>> Begin DOCUMENT TEXT
Closures, compile time, pad protos
Hi,
Anatoly and I don't know what this bit of code prints:
foo();
foo();
for 1..3 {
my $x ::= 3;
sub foo { say ++$x };
say ++$x
};
Is it 4, 5, 6, 6, 6 or 4, 5, 3, 3, 3? It's almost definitely not 4,
5, 6, 7, 8.
I can't rationalize 4, 5, 6, 7, 8 while maintaining the notion that
$x is actually lexical.
To rationalize the other examples:
4, 5, 6, 6, 6 means that the foo declaration does not capture over
an instance of the $x bar, but the actual value in the pad proto
itself (the value that will be the default value of newly allocated
$x variabless).
4, 5, 3, 3, 3 means that at compile time all variables are
instantiated once for BEGIN time captures. Observe:
foo();
bar();
for 1..3 {
my $x;
sub foo { say ++$x }
sub bar { say ++$x }
say ++$x;
}
prints 1, 2, 1, 1, 1 because $x is allocated once at compile time
and captured into both foo and bar, and then separately allocated
once more for each iteration of the loop.
If this is indeed the case, then there is a semantics problem:
foo();
foo();
for 1..3 {
my $x; BEGIN { $x = 3 };
sub foo { say ++$x };
say ++$x
};
Must be 4, 5, 1, 1, 1. This is because BEGIN { } and the
foo share the same compile time allocated copy of $x, but this is
not the copy in the loop.
>> End DOCUMENT TEXT
Reproduce the post on closures, compile time, and pad protos in full, word for word.
>> Begin DATASET RECORDS
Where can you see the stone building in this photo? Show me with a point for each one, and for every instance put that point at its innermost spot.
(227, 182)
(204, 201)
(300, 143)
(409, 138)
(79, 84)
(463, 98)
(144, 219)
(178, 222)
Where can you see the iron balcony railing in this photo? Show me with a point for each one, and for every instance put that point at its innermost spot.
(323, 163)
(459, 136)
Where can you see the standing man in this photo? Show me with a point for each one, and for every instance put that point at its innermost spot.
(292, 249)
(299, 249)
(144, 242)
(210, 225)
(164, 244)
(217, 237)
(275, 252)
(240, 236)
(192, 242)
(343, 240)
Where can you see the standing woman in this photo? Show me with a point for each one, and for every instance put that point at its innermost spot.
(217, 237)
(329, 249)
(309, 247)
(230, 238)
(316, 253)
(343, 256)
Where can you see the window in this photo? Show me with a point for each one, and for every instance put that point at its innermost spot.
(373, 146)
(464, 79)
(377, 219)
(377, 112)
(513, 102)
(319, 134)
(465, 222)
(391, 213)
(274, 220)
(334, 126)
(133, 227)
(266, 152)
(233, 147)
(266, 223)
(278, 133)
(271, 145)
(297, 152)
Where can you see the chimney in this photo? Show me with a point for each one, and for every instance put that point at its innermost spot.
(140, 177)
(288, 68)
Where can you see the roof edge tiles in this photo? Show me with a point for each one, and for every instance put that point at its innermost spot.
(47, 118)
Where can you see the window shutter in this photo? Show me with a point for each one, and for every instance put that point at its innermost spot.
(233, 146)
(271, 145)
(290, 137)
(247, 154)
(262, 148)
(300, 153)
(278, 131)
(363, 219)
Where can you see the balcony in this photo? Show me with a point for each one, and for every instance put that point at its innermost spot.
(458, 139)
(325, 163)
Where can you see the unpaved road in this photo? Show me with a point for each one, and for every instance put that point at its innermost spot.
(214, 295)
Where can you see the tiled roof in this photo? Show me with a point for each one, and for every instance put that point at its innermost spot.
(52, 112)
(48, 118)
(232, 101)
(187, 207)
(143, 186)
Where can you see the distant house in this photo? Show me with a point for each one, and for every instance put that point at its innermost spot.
>> End DATASET RECORDS
▸ **FINAL ANSWER**
Closures, compile time, pad protos
Hi,
Anatoly and I don't know what this bit of code prints:
foo();
foo();
for 1..3 {
my $x ::= 3;
sub foo { say ++$x };
say ++$x
};
Is it 4, 5, 6, 6, 6 or 4, 5, 3, 3, 3? It's almost definitely not 4,
5, 6, 7, 8.
I can't rationalize 4, 5, 6, 7, 8 while maintaining the notion that
$x is actually lexical.
To rationalize the other examples:
4, 5, 6, 6, 6 means that the foo declaration does not capture over
an instance of the $x bar, but the actual value in the pad proto
itself (the value that will be the default value of newly allocated
$x variabless).
4, 5, 3, 3, 3 means that at compile time all variables are
instantiated once for BEGIN time captures. Observe:
foo();
bar();
for 1..3 {
my $x;
sub foo { say ++$x }
sub bar { say ++$x }
say ++$x;
}
prints 1, 2, 1, 1, 1 because $x is allocated once at compile time
and captured into both foo and bar, and then separately allocated
once more for each iteration of the loop.
If this is indeed the case, then there is a semantics problem:
foo();
foo();
for 1..3 {
my $x; BEGIN { $x = 3 };
sub foo { say ++$x };
say ++$x
};
Must be 4, 5, 1, 1, 1. This is because BEGIN { } and the
foo share the same compile time allocated copy of $x, but this is
not the copy in the loop.